EXCERPTED TEXT:
• • • • • • •
Several years and re-accreditations have passed since journalism and communication schools began revamping their curricula to incorporate convergence. Given the economic downturn, it is time for curricular re-assessment—this time because of budget cuts. Many programs face two choices: lose courses or lose people.

Accredited journalism and mass communication programs may be suffering more than other academic units because seats in our skills classes and laboratories should be set at 15 and should not exceed 20, according to the Accrediting Council on Education in Journalism and Mass Communications. Moreover, those classes usually must be taken sequentially to meet pre-requisites for students to advance in the degree program. Colleges can demand higher enrollments in disciplines with relatively few majors, or cancel those classes. In our discipline, all that does is extend graduation rates.

There is another specter related to convergence troubling or being overlooked by administrators of journalism and mass communication programs: curricular expansion. A few institutions (to remain nameless) were early adopters, adding a bevy of new media courses to catalogs that, for the most part, focused on technology, software and audio/visual/text presentation. Some schools added a “new media” sequence to their stable of old media ones, especially programs offering Bachelor of Science journalism degrees (BSJ).

Many programs added new media to existing courses. The Greenlee School of Journalism and Communication fell in that last category. In anticipation of a new Ph.D. in science, technology and risk communication, the faculty at the Greenlee School opted to streamline courses and add digital techniques to existing courses such as Fundamentals of Photography taught by Pulitzer Prize-winning journalist Dennis Chamberlin whose syllabus states:

“Photojournalism is a technology-driven medium and has always been very dependent upon advancements made in the photographic industry. In the past few years the computer and digital technology have played an important role in changing the way photojournalists work—and we will focus on improving digital photo skills so that you will be able to move on to the next level if you should choose. These recent changes have changed the profession to the extent that single images printed on paper have become overshadowed by the need for images and multimedia packages for electronic distribution. We will address this. …”

In introducing computer and Internet technologies into photojournalism, we didn’t have to add to our existing curriculum a course such as “Pixel Painting” or “Multimedia Packaging for Photojournalists.” Ours was a flexible curriculum with a relative few core courses such as Reporting and Writing for the Mass Media and Law of Mass Communication. We had emphases, though, in print (newspapers and magazines), electronic media, public relations, science communication and visual communication.

In general, curriculum grows without curtailment. Emphases aspire to be sequences, sequences to majors, majors to departments, departments to schools and schools to colleges. New hires often invent courses to feed research, and promotion and tenure documents usually reward those who add courses to the curriculum in the name of innovation, overlooking those who innovate in existing courses. As a result, curriculum spreads like kudzu through catalogs.

If you’re interested in other ways curriculum grows, read “How to Fight the High Cost of Curricular Glut” in The Chronicle of Higher Education.
• • • • • • •
ITEMS:
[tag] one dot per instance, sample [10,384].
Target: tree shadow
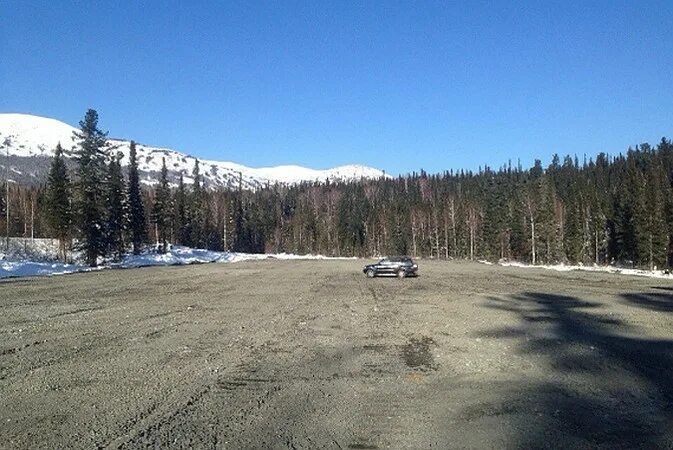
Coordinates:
[595,385]
[655,301]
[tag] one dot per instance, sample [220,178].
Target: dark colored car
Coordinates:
[399,266]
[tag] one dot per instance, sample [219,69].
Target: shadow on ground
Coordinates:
[593,384]
[656,301]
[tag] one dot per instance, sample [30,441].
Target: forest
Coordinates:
[603,210]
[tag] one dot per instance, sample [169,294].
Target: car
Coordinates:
[399,266]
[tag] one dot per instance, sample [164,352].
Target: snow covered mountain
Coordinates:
[31,141]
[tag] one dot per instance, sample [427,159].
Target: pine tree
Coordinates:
[180,219]
[162,208]
[91,154]
[116,209]
[137,225]
[58,202]
[197,206]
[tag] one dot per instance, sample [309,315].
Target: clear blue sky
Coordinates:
[395,85]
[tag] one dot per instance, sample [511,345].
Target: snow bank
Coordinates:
[594,268]
[175,256]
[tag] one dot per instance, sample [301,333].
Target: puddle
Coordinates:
[417,354]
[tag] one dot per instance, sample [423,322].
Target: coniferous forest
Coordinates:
[610,209]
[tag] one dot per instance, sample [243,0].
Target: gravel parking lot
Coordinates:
[311,354]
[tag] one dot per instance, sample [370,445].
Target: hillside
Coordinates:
[31,141]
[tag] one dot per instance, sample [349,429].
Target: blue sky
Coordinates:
[396,85]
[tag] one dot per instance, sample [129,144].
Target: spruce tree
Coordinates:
[137,226]
[91,154]
[161,210]
[116,208]
[58,202]
[180,219]
[197,209]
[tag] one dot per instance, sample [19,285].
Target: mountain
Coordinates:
[31,141]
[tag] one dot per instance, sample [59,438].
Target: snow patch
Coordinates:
[175,256]
[594,268]
[26,135]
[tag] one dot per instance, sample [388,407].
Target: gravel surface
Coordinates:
[311,354]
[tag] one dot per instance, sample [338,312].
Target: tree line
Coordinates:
[604,210]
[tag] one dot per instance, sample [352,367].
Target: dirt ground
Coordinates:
[311,354]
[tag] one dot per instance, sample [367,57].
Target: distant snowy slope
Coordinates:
[31,139]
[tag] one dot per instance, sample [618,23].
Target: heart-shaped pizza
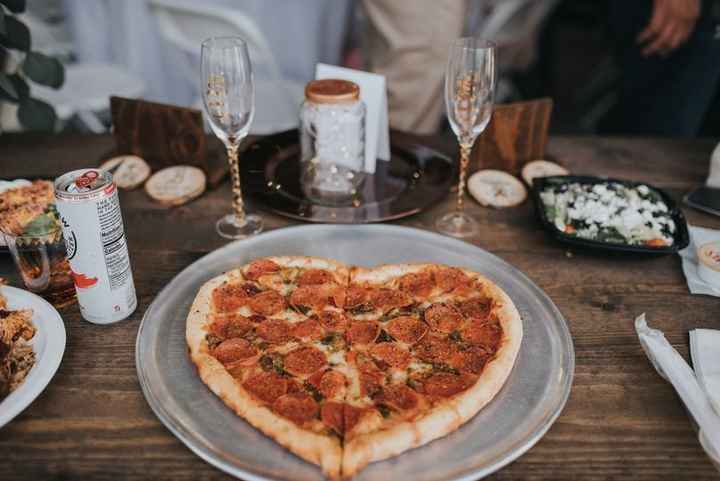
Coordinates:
[345,365]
• • • • • • •
PROMPT:
Answer from the text on journalism curricula:
(a) At what number should seats in skills classes be set, and what number should they not exceed?
(b) Who teaches Fundamentals of Photography at the Greenlee School?
(c) Which two core courses does the text name?

ANSWER IN FULL:
(a) Seats should be set at 15 and should not exceed 20.
(b) Dennis Chamberlin, a Pulitzer Prize-winning journalist.
(c) Reporting and Writing for the Mass Media, and Law of Mass Communication.